**Given data**
#####
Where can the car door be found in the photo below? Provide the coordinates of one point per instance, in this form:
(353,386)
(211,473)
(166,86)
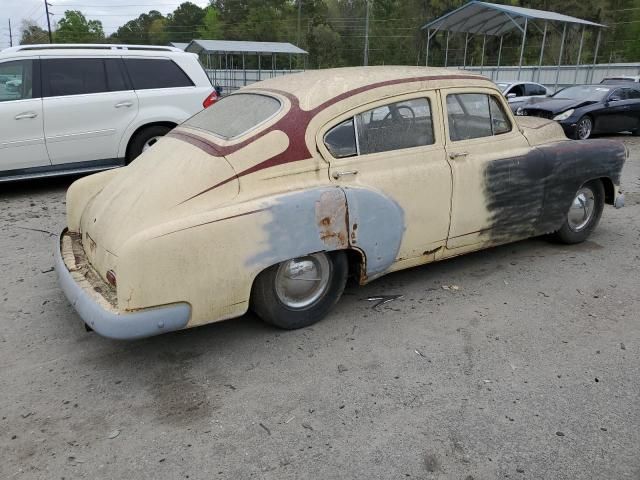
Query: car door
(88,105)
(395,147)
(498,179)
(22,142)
#####
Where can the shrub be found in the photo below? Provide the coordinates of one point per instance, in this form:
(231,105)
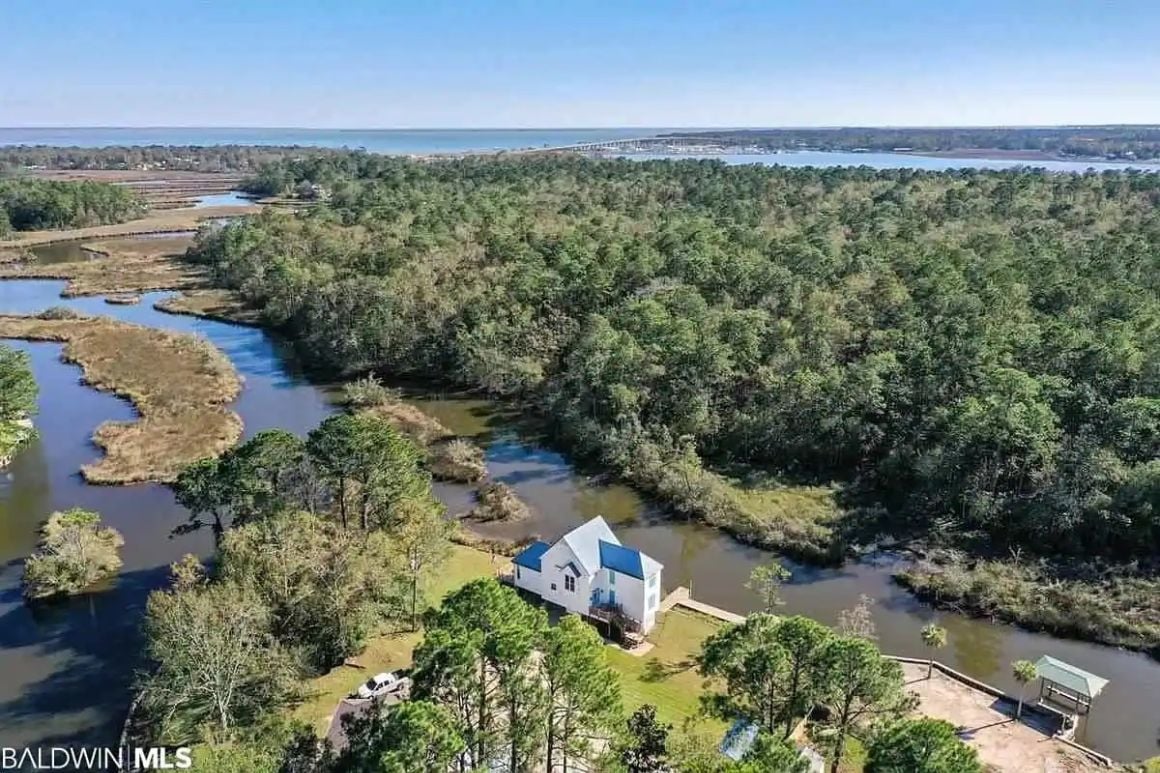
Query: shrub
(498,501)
#####
**Directive**
Pull out every line of the listing above that contains the word "shrub", and copy each one unchanged.

**The result**
Where can the shrub be found in the photo below? Provide the coordinates of one point per instance, in this form:
Query: shrub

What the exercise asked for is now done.